Tâche demandée 1
Relevez, s'il vous plaît, tous les adjectifs qui qualifient le mot « film » dans les deux passages du document où une réalisatrice « avait fait un film » ou « fait, elle, un film ».

Document
####################

Oh ! J’étais parti pour vous parler de trois films et j’allais omettre un vrai petit bijou :

Mustang

Une sorte de Virgin Suicides transposé dans la Turquie traditionaliste. Quand je dis « transposé », ce n’est pas rendre hommage au film qui n’a rien d’un remake, pas même d’un hommage (même si on ne peut totalement exclure que la jeune réalisatrice franco-turque Deniz Gamze Ergüven ait pensé à ce film en tournant le sien). Là où Sofia Coppola avait fait un film vaporeux et un peu mystérieux (je l’ai revu récemment), Deniz Gamze Ergüven fait, elle, un film dynamique et empathique, avec par ailleurs une dimension « éducative » (ou, disons, une réaction à l’obscurantisme), politique, que n’avait pas le film de la jeune prodigue fille de.

####################

Données fournies
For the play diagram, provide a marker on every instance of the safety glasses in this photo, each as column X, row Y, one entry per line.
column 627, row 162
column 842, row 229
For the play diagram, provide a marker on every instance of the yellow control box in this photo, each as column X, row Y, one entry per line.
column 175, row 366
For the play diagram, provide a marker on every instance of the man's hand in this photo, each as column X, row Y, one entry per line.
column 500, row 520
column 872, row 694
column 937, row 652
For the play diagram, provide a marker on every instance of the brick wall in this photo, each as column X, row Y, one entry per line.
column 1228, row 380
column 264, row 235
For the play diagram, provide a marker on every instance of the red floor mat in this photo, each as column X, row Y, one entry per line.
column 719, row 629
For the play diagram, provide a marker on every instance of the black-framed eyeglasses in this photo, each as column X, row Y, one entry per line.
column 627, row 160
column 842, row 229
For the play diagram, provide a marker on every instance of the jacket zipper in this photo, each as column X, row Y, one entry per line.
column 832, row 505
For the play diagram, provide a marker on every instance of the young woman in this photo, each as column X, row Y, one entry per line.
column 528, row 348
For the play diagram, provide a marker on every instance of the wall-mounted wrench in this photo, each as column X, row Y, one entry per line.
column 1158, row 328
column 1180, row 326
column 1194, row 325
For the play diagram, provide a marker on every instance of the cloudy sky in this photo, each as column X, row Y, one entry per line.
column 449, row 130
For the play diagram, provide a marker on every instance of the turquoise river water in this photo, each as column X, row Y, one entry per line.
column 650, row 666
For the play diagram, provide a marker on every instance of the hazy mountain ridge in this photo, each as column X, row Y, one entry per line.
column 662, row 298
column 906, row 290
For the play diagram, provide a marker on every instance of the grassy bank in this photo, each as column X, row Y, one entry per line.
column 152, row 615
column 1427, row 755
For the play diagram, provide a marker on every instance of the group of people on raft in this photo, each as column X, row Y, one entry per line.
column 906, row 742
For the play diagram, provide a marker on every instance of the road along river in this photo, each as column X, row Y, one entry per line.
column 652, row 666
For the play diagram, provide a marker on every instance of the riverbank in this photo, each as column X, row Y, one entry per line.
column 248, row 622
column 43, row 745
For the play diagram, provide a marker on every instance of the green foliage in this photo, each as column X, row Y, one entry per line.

####################

Tâche demandée 2
Donnez sous forme de tableau Markdown, avec une colonne « n° » pour le numéro d'ordre et une colonne « Ligne » pour son texte, le passage des lignes fournies qui va de la ligne contenant « of the road » jusqu'à la fin de ces lignes, bornes comprises. Omettez les lignes vides.

Résultat 1
- vaporeux
- mystérieux
- dynamique
- empathique

Résultat 2
| n° | Ligne |
|---|---|
| 1 | For the play diagram, provide a marker on every instance of the road along river in this photo, each as column X, row Y, one entry per line. |
| 2 | column 652, row 666 |
| 3 | For the play diagram, provide a marker on every instance of the riverbank in this photo, each as column X, row Y, one entry per line. |
| 4 | column 248, row 622 |
| 5 | column 43, row 745 |
| 6 | For the play diagram, provide a marker on every instance of the green foliage in this photo, each as column X, row Y, one entry per line. |